## [WHAT TO PRODUCE]
Return each line of the material below that contains the string "logo". Case counts.

## [PROVIDED INFORMATION]
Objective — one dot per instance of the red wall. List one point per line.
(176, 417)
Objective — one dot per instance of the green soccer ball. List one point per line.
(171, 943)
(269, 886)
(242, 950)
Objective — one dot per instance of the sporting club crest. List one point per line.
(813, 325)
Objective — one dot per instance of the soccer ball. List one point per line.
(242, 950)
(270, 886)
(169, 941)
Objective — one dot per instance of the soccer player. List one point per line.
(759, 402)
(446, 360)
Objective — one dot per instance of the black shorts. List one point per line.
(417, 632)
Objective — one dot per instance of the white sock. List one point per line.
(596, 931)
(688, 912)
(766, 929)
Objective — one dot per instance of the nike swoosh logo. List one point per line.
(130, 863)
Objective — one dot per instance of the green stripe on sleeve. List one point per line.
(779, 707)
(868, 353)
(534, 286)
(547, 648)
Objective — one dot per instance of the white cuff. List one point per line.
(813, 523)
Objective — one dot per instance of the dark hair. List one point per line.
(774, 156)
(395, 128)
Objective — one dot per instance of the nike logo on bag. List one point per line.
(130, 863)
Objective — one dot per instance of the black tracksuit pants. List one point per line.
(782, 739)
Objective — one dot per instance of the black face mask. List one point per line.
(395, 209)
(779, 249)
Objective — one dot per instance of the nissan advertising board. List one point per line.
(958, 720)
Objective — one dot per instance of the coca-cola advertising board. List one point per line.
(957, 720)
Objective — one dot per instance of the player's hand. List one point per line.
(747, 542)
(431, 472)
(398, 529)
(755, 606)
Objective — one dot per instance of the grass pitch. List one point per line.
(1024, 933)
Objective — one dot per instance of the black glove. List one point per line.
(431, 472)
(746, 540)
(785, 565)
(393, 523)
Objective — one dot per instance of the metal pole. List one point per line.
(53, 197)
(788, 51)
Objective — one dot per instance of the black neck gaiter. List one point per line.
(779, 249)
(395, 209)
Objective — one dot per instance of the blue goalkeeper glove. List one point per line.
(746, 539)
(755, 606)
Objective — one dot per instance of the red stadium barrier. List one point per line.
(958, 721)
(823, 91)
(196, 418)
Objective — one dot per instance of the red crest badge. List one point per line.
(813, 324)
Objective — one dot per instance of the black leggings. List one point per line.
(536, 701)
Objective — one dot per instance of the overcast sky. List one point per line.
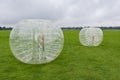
(63, 12)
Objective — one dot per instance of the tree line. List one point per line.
(72, 28)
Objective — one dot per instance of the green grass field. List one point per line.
(76, 62)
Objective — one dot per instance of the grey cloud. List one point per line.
(63, 12)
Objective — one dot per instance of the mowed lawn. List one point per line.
(76, 62)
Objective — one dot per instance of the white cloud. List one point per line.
(63, 12)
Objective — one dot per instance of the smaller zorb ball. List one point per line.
(36, 41)
(91, 36)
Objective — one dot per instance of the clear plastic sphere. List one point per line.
(91, 36)
(36, 41)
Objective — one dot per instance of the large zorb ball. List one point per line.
(36, 41)
(91, 36)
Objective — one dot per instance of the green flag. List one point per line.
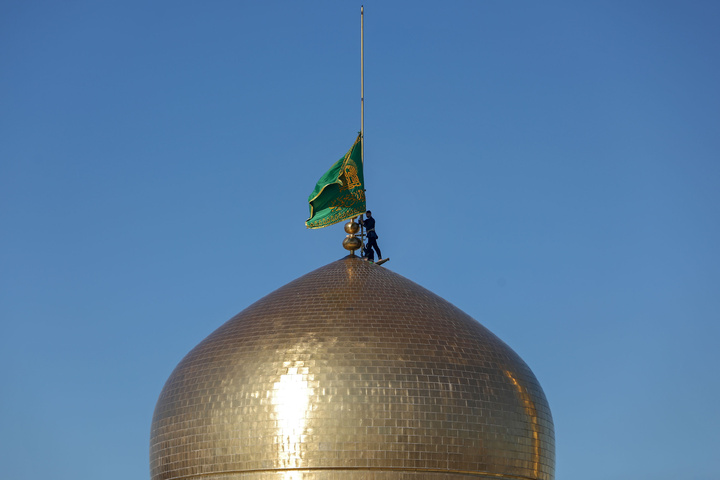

## [WORKED ANSWER]
Objective — one dot per instance of the nike swoosh logo. List one point per line.
Objective — one dot per instance of the nike logo on bag. List one point per line.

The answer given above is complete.